§ **Required actions**
- A) In the EPA emissions article, by what percentage would petroleum refiners have to reduce the sulfur content of their gasoline?
- B) Name every company that the EPA emissions article mentions.
- C) Copy the EPA emissions article from "So how much" to "and emission standards.".

§ **Document passage**
[Start of Attachment]

New vehicle and gasoline emissions regulations proposed by the US Environmental Protection Agency today will slash harmful pollutants. They’ll also make it harder for Chinese automakers to break into the American market.
The EPA’s proposed regulations, which mirror California’s stricter standards, would require an 80% cut in tailpipe emissions of non-methane organic gases and nitrogen oxides between 2017 and 2025. They would also mandate a 70% reduction in particulate matter (which is linked to heart and respiratory disease) per vehicle. That means less smog and far fewer cancer-causing toxic chemicals in the atmosphere. To achieve these reductions, petroleum refiners would have to reduce the sulfur content of their gasoline by 60%.
So how much is all this going to cost drivers? About a penny a gallon, according to the agency, and an extra $130 on the cost of a vehicle. By 2030, the EPA estimates that the regulations would cost $3.4 billion annually, but would save somewhere between $8 billion and $23 billion in health care costs.
The proposed regulations shouldn’t present much of an obstacle to European, Japanese and South Korean companies that already must meet similar standards in their home markets. The price will be steeper, however, for Chinese automakers, which have made no secret of their desire to crack the US market. BYD and other Chinese companies have been displaying their cars at US auto shows in recent years but have yet to set up shop in the country as they struggle to meet American quality and emission standards.
Qoros, a joint venture between China’s Chery Automobile and Israel’s Israel Corporation, for instance, aims to export high-quality cars that will appeal to European and US urbanites. Idan Ofer, the billionaire chairman of Israel Corp., told me in an interview last September that the company has a simple strategy to avoid dealing with various countries’ emissions regulations. “I believe in five or six years we’ll be selling more electric cars than anything else,” he said.

[End of Attachment]

§ **Dataset**
[Start of Attachment]

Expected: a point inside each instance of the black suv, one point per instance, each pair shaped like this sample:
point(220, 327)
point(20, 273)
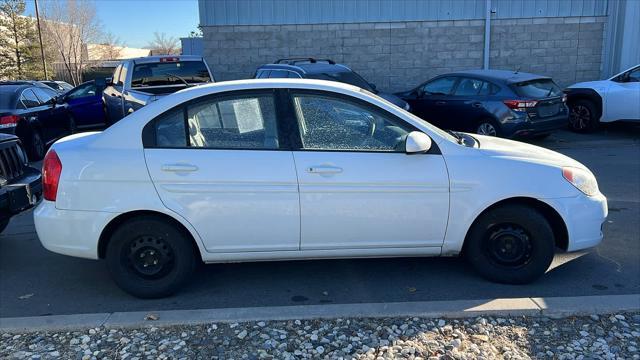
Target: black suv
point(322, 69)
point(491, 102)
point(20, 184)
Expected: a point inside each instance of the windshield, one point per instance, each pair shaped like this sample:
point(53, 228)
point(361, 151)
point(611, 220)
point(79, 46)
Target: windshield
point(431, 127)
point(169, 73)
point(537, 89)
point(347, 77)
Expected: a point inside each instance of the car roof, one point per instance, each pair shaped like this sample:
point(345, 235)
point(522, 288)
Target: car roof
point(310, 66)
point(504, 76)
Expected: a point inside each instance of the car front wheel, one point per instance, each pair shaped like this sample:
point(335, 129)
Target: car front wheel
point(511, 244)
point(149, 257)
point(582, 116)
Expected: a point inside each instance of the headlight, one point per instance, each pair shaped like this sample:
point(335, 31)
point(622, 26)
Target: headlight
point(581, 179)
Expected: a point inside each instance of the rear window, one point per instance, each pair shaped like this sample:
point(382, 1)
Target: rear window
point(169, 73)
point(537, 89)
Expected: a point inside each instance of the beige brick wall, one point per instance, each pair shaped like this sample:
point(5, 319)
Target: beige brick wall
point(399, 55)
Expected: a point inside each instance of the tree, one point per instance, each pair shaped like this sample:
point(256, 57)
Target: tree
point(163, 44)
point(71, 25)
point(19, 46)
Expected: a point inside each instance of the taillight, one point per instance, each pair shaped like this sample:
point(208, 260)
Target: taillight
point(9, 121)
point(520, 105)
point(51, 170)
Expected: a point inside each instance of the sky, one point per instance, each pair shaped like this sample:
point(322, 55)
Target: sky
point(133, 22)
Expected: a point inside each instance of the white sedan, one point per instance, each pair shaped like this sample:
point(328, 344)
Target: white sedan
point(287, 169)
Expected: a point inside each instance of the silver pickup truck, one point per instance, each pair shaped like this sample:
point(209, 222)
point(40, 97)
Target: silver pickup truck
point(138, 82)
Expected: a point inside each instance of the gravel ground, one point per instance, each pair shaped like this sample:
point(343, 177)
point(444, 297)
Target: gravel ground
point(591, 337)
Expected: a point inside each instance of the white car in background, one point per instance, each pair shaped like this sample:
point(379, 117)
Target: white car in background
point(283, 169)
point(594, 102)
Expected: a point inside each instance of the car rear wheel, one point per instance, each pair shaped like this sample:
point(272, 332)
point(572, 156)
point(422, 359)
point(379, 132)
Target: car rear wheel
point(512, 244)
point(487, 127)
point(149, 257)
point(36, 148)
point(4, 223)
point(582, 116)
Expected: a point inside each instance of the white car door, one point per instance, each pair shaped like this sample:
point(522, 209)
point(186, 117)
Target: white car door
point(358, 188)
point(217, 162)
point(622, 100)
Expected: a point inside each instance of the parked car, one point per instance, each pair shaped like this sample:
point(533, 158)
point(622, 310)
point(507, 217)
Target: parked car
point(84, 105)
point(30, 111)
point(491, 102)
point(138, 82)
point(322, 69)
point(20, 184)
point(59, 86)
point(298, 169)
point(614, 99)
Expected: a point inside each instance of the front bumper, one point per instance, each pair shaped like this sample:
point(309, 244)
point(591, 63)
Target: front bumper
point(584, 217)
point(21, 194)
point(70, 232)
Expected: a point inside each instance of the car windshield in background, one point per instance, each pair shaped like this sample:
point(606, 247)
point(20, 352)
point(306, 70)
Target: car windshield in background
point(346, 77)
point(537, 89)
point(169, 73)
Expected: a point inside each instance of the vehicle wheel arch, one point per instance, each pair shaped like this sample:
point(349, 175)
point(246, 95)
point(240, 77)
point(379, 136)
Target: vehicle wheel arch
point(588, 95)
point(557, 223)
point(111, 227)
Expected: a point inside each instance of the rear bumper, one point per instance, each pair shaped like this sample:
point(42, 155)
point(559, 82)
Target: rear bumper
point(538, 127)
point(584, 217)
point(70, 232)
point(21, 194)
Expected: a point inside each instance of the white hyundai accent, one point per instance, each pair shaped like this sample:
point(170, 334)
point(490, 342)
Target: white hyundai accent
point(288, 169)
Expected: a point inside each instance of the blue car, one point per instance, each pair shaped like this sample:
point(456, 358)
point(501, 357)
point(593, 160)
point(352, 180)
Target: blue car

[End of Attachment]
[Start of Attachment]

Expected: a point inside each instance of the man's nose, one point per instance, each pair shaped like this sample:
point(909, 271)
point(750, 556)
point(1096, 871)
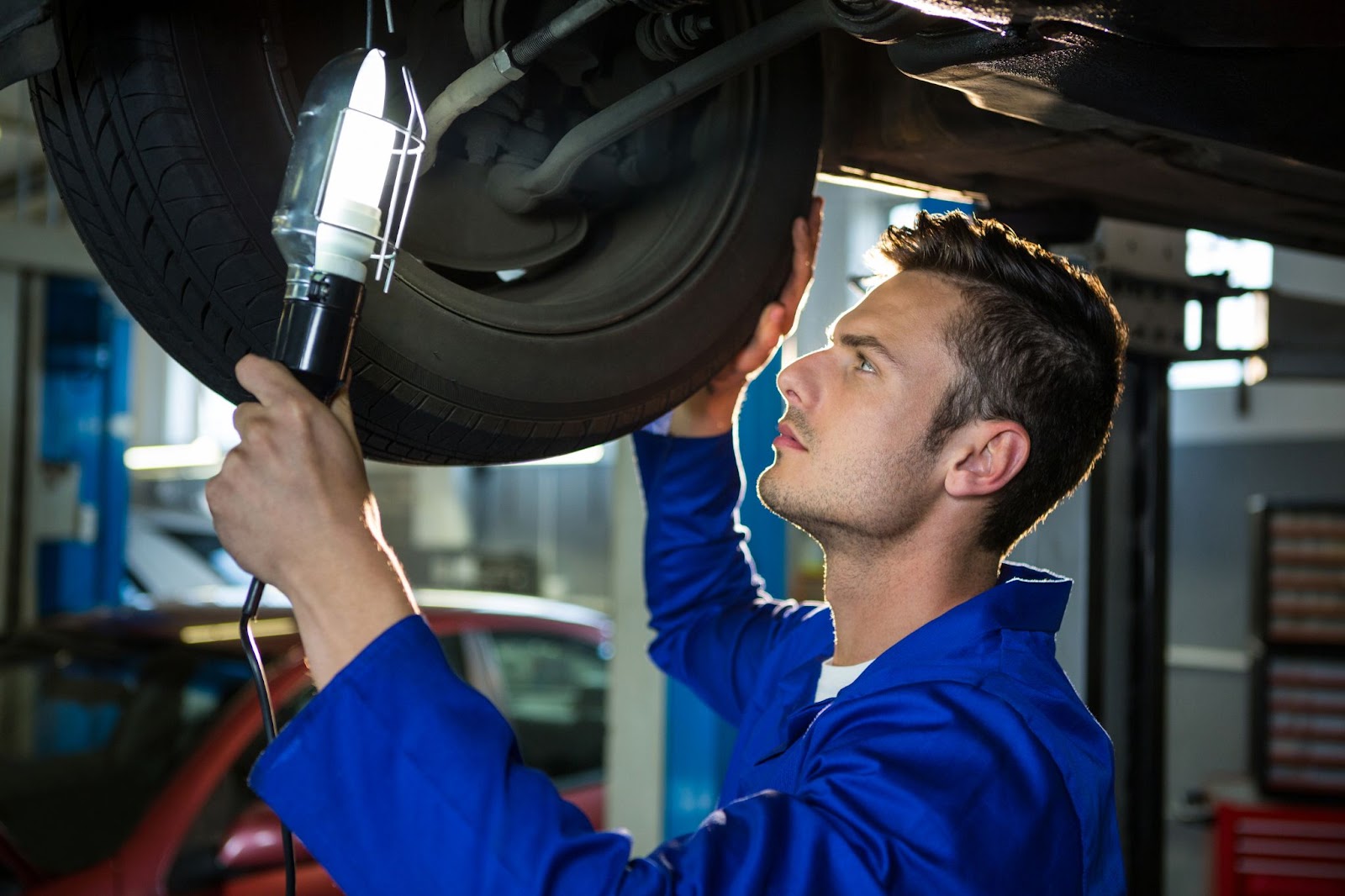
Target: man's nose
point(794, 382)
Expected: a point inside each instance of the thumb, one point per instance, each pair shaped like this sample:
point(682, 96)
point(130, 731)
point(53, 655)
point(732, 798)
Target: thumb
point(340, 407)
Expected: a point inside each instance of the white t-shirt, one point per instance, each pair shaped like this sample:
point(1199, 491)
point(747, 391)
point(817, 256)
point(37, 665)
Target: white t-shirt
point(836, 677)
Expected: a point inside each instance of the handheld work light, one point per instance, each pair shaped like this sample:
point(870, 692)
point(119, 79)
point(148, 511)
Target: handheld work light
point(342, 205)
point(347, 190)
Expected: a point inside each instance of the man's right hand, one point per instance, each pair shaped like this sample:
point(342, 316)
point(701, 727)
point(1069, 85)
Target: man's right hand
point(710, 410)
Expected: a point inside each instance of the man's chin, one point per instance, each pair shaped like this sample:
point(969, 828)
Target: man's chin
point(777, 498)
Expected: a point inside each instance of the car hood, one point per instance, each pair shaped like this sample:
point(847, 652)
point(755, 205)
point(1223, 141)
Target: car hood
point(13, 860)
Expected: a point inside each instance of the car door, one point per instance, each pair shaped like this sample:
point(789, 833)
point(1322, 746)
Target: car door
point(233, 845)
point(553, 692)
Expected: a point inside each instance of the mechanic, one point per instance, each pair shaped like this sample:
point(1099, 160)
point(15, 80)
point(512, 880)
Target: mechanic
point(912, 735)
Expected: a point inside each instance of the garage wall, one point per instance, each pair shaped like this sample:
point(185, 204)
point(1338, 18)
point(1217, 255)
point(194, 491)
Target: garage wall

[End of Attachment]

§ **Results in order**
- A) 60%

- B) BYD, Qoros, Chery Automobile, Israel Corporation

- C)
So how much is all this going to cost drivers? About a penny a gallon, according to the agency, and an extra $130 on the cost of a vehicle. By 2030, the EPA estimates that the regulations would cost $3.4 billion annually, but would save somewhere between $8 billion and $23 billion in health care costs.
The proposed regulations shouldn’t present much of an obstacle to European, Japanese and South Korean companies that already must meet similar standards in their home markets. The price will be steeper, however, for Chinese automakers, which have made no secret of their desire to crack the US market. BYD and other Chinese companies have been displaying their cars at US auto shows in recent years but have yet to set up shop in the country as they struggle to meet American quality and emission standards.